[Referring expression pointing data]

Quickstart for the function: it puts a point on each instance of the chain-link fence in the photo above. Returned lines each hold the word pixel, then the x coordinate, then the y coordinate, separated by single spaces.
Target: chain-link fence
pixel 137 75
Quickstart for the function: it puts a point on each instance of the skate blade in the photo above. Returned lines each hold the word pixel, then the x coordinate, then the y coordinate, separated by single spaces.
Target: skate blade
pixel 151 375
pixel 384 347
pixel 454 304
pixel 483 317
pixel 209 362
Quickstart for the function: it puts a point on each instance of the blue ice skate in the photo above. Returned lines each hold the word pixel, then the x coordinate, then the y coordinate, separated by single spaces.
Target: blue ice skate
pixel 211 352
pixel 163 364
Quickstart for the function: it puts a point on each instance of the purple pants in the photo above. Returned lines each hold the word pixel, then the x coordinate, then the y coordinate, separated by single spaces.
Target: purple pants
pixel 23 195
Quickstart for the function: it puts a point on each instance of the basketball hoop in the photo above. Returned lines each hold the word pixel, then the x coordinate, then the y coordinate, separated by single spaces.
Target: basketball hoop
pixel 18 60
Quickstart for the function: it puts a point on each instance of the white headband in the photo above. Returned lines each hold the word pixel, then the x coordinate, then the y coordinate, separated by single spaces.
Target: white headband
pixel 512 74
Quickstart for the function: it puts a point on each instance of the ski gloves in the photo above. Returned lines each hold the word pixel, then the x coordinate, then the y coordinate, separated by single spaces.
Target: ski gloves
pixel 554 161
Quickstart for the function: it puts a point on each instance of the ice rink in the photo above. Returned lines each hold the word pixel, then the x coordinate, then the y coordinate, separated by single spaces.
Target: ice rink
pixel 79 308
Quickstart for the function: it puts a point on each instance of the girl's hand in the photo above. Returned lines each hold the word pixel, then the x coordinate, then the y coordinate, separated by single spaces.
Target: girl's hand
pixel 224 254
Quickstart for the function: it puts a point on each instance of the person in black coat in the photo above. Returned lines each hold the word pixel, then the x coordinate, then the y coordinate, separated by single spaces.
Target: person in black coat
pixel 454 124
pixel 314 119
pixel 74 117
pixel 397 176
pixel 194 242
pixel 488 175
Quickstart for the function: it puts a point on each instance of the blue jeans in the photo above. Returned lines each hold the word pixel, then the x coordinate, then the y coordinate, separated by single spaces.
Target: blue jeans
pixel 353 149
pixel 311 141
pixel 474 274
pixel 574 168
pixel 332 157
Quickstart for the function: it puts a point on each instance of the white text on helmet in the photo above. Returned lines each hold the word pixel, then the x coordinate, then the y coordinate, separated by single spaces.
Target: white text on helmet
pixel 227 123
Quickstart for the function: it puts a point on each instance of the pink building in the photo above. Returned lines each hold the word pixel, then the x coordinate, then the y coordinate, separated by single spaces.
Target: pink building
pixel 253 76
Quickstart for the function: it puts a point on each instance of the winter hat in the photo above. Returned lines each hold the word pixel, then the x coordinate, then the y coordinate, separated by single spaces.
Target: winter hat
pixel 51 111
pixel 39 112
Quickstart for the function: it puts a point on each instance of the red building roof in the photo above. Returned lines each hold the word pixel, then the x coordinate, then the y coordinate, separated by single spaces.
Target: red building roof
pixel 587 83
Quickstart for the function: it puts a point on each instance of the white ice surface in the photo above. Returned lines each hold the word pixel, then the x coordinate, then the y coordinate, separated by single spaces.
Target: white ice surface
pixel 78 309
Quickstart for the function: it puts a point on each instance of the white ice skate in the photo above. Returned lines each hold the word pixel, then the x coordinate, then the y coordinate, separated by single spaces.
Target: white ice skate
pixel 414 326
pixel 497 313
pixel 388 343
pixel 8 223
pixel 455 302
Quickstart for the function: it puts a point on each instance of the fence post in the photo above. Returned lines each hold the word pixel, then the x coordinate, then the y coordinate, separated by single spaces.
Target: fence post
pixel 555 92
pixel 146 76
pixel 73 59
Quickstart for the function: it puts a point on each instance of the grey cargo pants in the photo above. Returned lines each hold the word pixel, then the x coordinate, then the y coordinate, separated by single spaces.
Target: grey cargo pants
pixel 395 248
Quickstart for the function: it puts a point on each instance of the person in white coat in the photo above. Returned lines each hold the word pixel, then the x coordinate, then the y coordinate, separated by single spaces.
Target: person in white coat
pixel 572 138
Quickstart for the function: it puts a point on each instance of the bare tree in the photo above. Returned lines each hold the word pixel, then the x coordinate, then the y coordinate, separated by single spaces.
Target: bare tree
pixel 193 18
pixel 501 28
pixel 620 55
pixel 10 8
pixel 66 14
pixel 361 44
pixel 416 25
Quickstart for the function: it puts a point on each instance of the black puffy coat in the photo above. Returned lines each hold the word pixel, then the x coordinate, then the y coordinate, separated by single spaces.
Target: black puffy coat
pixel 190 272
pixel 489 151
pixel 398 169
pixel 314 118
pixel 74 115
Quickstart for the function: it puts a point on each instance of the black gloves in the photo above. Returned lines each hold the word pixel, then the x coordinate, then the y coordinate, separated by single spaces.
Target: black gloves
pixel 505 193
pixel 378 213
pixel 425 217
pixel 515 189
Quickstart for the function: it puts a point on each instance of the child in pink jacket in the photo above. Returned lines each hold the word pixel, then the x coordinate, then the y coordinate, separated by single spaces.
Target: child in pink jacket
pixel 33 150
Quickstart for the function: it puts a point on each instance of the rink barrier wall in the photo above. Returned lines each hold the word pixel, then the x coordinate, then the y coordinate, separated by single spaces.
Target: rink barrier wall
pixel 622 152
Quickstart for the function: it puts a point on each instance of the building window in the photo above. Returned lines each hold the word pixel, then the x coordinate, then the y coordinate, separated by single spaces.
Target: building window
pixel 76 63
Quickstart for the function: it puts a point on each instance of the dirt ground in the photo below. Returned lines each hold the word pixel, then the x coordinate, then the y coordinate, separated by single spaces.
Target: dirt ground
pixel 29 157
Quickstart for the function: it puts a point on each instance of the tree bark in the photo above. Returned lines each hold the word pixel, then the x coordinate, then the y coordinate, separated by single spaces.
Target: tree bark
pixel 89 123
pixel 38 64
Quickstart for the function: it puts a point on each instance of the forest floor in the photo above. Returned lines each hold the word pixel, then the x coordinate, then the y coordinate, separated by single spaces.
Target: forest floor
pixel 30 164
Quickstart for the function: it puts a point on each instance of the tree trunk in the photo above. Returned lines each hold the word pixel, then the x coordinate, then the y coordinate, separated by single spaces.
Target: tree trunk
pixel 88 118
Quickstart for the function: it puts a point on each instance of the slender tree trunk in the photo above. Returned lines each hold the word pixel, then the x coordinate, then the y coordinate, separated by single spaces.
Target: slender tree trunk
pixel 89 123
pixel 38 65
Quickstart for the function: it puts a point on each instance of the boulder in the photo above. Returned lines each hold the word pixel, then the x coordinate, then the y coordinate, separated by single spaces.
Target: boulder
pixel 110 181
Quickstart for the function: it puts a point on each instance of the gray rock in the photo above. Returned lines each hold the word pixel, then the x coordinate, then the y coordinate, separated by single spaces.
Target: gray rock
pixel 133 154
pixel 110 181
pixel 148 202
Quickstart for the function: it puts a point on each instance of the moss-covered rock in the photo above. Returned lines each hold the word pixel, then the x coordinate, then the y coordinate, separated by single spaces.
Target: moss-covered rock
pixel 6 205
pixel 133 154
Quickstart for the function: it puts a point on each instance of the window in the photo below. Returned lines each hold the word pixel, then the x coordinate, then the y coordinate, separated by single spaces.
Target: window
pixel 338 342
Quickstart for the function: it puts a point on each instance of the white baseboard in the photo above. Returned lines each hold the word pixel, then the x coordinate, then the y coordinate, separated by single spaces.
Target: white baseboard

• _Work item_: Above are some records; copy exactly the lines from the one with "Target: purple pants" through the one with "of the basketball", both included, and no others.

• _Output of the exercise_:
Target: purple pants
pixel 23 195
Quickstart for the function: it puts a point on each instance of the basketball hoop in the photo above. Returned lines each hold the word pixel, then the x coordinate, then the y coordinate, separated by single spaces.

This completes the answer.